Passage to read:
+===+
Re: WIP patch for multiple column assignment in UPDATE - Mailing list pgsql-hackers

From Pavel Stehule
Subject Re: WIP patch for multiple column assignment in UPDATE
Date
Msg-id CAFj8pRBJko7YNNLNzk2MCQ50XJJzNf+1ODcgno4FuRRts9KOyg@mail.gmail.com
Whole thread Raw
In response to WIP patch for multiple column assignment in UPDATE  (Tom Lane <tgl@sss.pgh.pa.us>)
Responses Re: WIP patch for multiple column assignment in UPDATE  (Tom Lane <tgl@sss.pgh.pa.us>)
List pgsql-hackers
Hello

I did some tests and It looks so it allows only some form of nested loop.

postgres=# explain (analyze, timing off, buffers) update a1 set b = (select b from a2 where a1.a = a2.a);
                                                  QUERY PLAN                                                  
---------------------------------------------------------------------------------------------------------------
 Update on a1  (cost=0.00..8456925.00 rows=1000000 width=10) (actual rows=0 loops=1)
   Buffers: shared hit=9017134 read=14376 dirtied=58170 written=1014
   ->  Seq Scan on a1  (cost=0.00..8456925.00 rows=1000000 width=10) (actual rows=1000000 loops=1)
+===+
Dataset section:
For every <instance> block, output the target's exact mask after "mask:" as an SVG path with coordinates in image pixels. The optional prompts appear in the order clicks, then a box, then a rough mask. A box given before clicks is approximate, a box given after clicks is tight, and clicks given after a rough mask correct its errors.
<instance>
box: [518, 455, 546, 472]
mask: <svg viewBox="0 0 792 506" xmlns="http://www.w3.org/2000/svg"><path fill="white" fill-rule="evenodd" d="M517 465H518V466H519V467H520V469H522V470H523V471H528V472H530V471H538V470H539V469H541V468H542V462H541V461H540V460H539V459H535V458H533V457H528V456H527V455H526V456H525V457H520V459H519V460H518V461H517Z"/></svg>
+===+
Task prompt:
Continue the pgsql-hackers reply about multiple column assignment in UPDATE from the point where it stops. Nothing in the lines is needed here.

Response to this exercise:
         Buffers: shared hit=4005465 read=4424 written=971
         SubPlan 1
           ->  Index Scan using a2_a_idx on a2  (cost=0.42..8.44 rows=1 width=4) (actual rows=1 loops=1000000)
                 Index Cond: (a1.a = a)
                 Buffers: shared hit=4005464
 Planning time: 0.212 ms
 Execution time: 30114.101 ms
(10 rows)

do you plan some sophisticated mechanism - like MERGE or some similar?

Regards

Pavel


2014-06-16 17:17 GMT+02:00 Tom Lane <tgl@sss.pgh.pa.us>:
Attached is a very-much-WIP patch for supporting
         UPDATE foo SET ..., (a,b,c) = (select x,y,z from ...), ...

It lacks documentation, ruleutils.c support, or any solution for the
rule NEW.* expansion problem I mentioned Saturday.  The reason I'm
posting it now is to get feedback about an implementation choice that
feels a bit klugy to me; but I don't see any clearly better idea.

The post-parse-analysis representation I've chosen here is that the
output columns of the sub-select are represented by PARAM_MULTIEXEC
Params, and the sub-select itself appears in a resjunk entry at the end
of the targetlist; that is, the UPDATE tlist is more or less like

   $1,  -- to be assigned to a
   $2,  -- to be assigned to b
   $3,  -- to be assigned to c
   (select x,y,z from ...),  -- resjunk entry, value will be discarded

If the sub-select is uncorrelated with the outer query, the planner
turns it into an InitPlan, replacing the resjunk tlist item with a
NULL constant, and then everything happens normally at execution.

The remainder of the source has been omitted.